- _What the task asks_
Reproduce the lines below word for word, leaving out the pictures.

─── Information provided ───

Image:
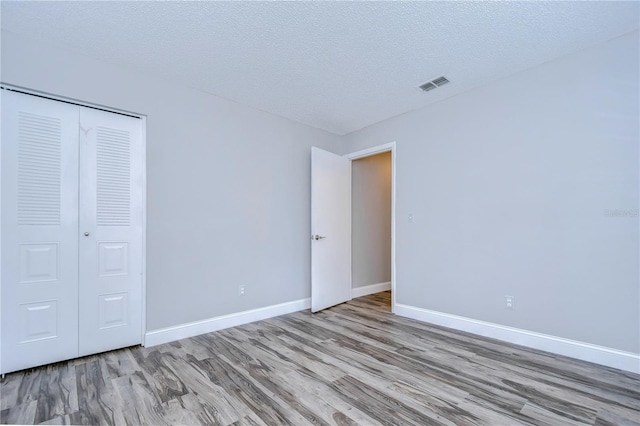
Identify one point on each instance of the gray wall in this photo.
(228, 186)
(371, 220)
(513, 186)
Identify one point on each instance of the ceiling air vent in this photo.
(434, 84)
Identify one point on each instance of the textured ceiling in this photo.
(338, 66)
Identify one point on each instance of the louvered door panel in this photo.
(39, 231)
(110, 231)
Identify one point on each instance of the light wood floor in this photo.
(352, 364)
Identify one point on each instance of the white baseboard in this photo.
(370, 289)
(585, 351)
(182, 331)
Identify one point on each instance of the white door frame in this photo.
(388, 147)
(143, 119)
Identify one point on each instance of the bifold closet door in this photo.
(110, 297)
(39, 231)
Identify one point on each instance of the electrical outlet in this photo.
(509, 302)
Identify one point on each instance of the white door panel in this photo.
(331, 229)
(39, 231)
(110, 231)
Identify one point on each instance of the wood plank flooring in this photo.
(351, 364)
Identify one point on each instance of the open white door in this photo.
(330, 229)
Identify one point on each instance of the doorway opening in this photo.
(373, 226)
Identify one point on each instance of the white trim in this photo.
(391, 146)
(143, 323)
(558, 345)
(370, 289)
(55, 97)
(182, 331)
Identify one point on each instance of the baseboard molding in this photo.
(182, 331)
(370, 289)
(584, 351)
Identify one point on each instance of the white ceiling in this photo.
(338, 66)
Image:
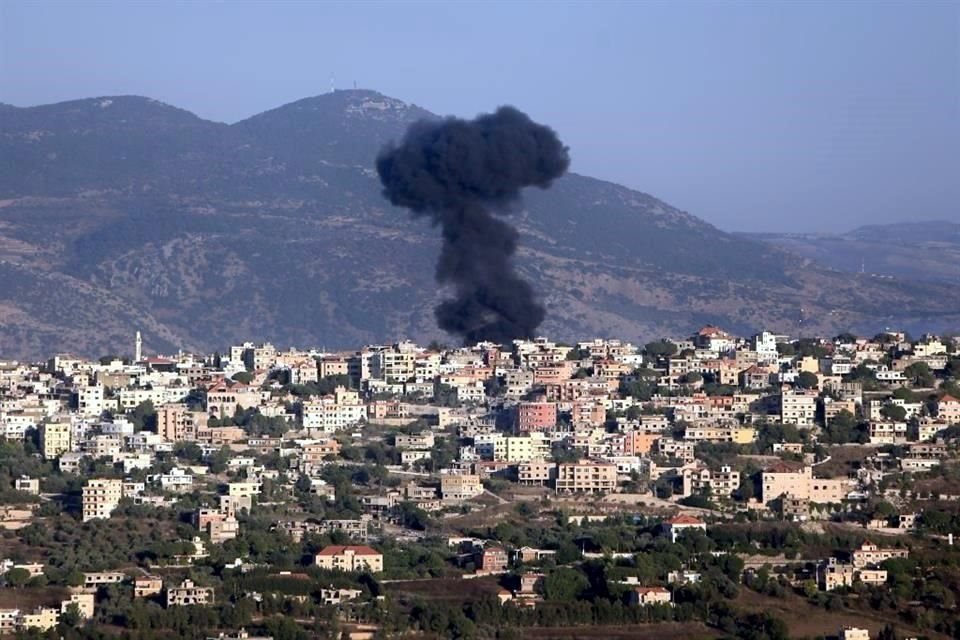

───

- _Result below_
Image:
Identify one point on each instance of the gray wall in this photo.
(228, 186)
(371, 220)
(513, 186)
Identify one point on each instance of the ceiling air vent in this photo.
(434, 84)
Identify one point on each instance of the textured ceiling in this photo.
(338, 66)
Identify one point on each instance of the louvered door panel in this photo.
(39, 231)
(110, 231)
Identify one point on each instance of the light wood floor in this photo.
(352, 364)
Identify one point on each instance of the white baseboard in this photo.
(370, 289)
(585, 351)
(182, 331)
Identify one point on each instance of the white door frame in this photo.
(388, 147)
(143, 119)
Identify one point on each instance of the bifold closet door in this photo.
(110, 297)
(39, 231)
Identify one point on each instance of the electrical outlet in this photo.
(509, 302)
Identify one point on each instance of the white door panel in this photo.
(331, 229)
(39, 231)
(110, 231)
Identify one point on each instance of the wood plank flooring in this photo.
(351, 364)
Identify one point on each instance of the open white door in this photo.
(330, 229)
Identify one point on each instance of the doorway opening in this photo.
(373, 226)
Identify one point on each instance of the white trim in this photo.
(391, 146)
(143, 323)
(558, 345)
(370, 289)
(55, 97)
(182, 331)
Identify one point on each instance of the baseboard molding in this photo.
(182, 331)
(370, 289)
(584, 351)
Identify one point on each instance of the white ceiling in this photo.
(338, 66)
Image:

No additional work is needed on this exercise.